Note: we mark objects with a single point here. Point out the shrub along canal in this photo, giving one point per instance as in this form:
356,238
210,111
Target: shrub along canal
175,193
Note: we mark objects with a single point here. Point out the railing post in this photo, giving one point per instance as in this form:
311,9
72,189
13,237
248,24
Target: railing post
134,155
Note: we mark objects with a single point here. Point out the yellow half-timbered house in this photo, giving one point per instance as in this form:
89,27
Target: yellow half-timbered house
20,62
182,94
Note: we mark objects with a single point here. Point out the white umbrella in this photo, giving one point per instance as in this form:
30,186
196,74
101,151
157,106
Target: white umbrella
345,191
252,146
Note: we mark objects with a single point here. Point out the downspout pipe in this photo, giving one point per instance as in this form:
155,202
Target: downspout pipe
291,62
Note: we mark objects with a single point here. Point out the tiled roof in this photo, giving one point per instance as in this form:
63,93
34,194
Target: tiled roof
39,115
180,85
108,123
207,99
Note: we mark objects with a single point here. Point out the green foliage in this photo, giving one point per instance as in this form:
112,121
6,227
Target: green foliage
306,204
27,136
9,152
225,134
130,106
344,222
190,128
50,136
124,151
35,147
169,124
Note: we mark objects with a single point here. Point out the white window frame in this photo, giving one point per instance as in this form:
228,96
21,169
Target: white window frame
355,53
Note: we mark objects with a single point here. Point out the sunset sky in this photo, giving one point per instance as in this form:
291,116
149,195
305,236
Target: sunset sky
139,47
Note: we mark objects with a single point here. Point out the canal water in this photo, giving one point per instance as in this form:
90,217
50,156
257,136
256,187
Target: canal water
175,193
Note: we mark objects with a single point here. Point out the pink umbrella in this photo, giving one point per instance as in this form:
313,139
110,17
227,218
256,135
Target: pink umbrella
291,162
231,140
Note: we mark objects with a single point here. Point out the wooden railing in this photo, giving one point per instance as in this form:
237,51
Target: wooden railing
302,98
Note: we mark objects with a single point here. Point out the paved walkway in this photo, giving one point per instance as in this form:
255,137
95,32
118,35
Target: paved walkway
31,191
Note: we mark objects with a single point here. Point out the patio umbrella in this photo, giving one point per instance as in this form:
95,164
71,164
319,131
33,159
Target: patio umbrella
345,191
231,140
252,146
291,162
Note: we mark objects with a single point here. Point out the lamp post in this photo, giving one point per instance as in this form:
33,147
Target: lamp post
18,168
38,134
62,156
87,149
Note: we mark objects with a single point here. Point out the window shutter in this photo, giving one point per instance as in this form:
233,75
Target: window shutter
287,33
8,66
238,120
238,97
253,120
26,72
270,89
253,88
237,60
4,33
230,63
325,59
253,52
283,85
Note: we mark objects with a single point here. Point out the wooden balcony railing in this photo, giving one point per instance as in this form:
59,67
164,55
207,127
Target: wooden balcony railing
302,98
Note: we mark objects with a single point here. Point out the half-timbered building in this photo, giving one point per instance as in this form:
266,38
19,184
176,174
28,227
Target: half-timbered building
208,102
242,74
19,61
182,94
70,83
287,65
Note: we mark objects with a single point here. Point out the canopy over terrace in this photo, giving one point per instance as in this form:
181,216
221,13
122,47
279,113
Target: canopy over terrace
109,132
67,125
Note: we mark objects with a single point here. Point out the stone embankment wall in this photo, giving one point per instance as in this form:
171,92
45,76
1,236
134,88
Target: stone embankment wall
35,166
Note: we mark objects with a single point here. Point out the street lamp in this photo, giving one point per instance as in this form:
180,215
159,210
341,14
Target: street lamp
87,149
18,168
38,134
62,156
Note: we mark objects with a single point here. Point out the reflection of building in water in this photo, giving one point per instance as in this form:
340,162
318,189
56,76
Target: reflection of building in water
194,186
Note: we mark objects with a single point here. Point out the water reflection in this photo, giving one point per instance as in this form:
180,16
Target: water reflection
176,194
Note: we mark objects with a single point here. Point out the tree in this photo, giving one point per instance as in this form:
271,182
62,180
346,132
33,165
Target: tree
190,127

■ ■ ■

Given the listing above, print all of it word for word.

TASK RESPONSE.
Note: we mark objects with a single point here. Point out the shrub along canal in this photo, giving one point per instance as in this form:
356,238
210,111
Target: shrub along canal
175,193
Note: we mark objects with a single point here. Point out the railing post in this photo, giving one point per instance as in this form:
311,9
72,189
13,237
248,24
Target: railing post
134,155
Note: we mark objects with a single point here. Point out the yellow half-timbered house in this photo, giving one point per instance as in this form:
89,27
Target: yellow half-timbered house
20,62
182,94
Note: we mark objects with a single point here. Point out the white umbrella in this photo, giving one point per instance as in this form:
30,186
196,74
101,151
157,106
Target: white umbrella
345,191
252,146
Note: we mark objects with a single point here. Point out the downspout pipe in this photo, giving one point per instance as in this form:
155,202
Target: downspout pipe
291,62
Note: we mark objects with a single point here. Point out the tiled roof in this photo, giving one point per instance as in this form:
63,93
34,194
Target: tiled roof
39,115
180,85
108,123
207,99
Note: we mark objects with a single point here. Point out the green foliage in this photo, giving one point per instance as in this form:
112,121
6,227
Target: green foliage
306,204
27,136
9,152
225,134
130,106
344,222
190,128
50,136
124,151
35,147
169,124
Note: we mark objects with a single point here. Point out the white window frame in this photo, giving one point per instance as in this form:
228,96
21,169
Target: white window frame
355,53
Note: we mark objects with a single point here. Point out the sunset sky in this photo, giving one point per instance as in this form:
291,116
149,195
305,236
Target: sunset sky
139,47
Note: we mark objects with a single point here. Point out the canal water in this photo, giving one point per instance as in this form:
90,217
50,156
257,136
256,187
Target: canal water
175,193
Note: we mark objects with a single point here. Point out the pink umbrella in this photo, giving one point per instance as in this form:
313,139
110,17
227,218
256,135
Target: pink umbrella
291,162
231,140
Note: we mark objects with a single point here. Point out the wooden railing in this photo, giving one point per instance as in this form:
237,51
Target: wooden railing
302,98
Note: we mark objects with a single point here. Point out the paved walkway in this photo, giving one point per instance as in this form:
255,137
95,32
118,35
Target: paved walkway
31,191
Note: we mark objects with a single point here. Point out the patio umbrella in this photo, giving one point per instance as in this form:
95,164
71,164
319,131
33,159
Target: patio umbrella
345,191
231,140
252,146
291,162
Note: we mark objects with a single point here. Point out the lamp post in this photo, giving one point per instance as in this form:
33,147
Target: lamp post
18,168
38,134
62,156
87,149
Note: we mark objects with a single point here. Point out the window shutter in this photo, giving one point per instance as in this form:
233,75
Target: window shutter
287,33
8,66
238,120
238,97
253,120
26,72
270,89
253,88
237,60
4,33
230,63
325,59
253,52
283,85
Note: we mark objects with a single point here. Point out the wooden balcony railing in this photo, giving one point per instance as in this form:
59,67
164,55
207,127
Target: wooden balcony railing
302,98
Note: we mark objects with a single point here. Point out the half-timbered building in this photo, giving one point per instance as in this form:
266,38
19,184
176,174
28,227
Target: half-timbered building
208,102
242,74
19,61
182,94
70,83
287,65
Note: we mark objects with a single point here. Point out the canopy over terrace in this photo, giving one point per instance as in this form:
181,216
221,13
122,47
279,113
Target: canopy over terrace
109,132
67,125
Note: we mark objects with a single point here. Point out the stone embankment wall in this photo, giving one point per instance as in this form:
171,92
45,76
1,236
134,88
Target: stone embankment wall
35,166
Note: we mark objects with a single point here. Point out the street lamp in this photo, giving one point per instance as in this form:
180,215
159,210
341,14
Target: street lamp
87,149
18,168
38,134
62,156
Note: we mark objects with a single point here. Point out the reflection of building in water in this photo, giving one point per instance as in this form:
340,162
318,189
56,76
Target: reflection of building in water
194,186
Note: we mark objects with a single point here. Point out the water reflection in this photo, giving one point per instance as in this form:
180,16
Target: water reflection
176,194
Note: we mark objects with a single point here. Point out the tree in this photo, giving one point per instance as in this form:
271,182
62,180
346,132
33,165
Target: tree
190,127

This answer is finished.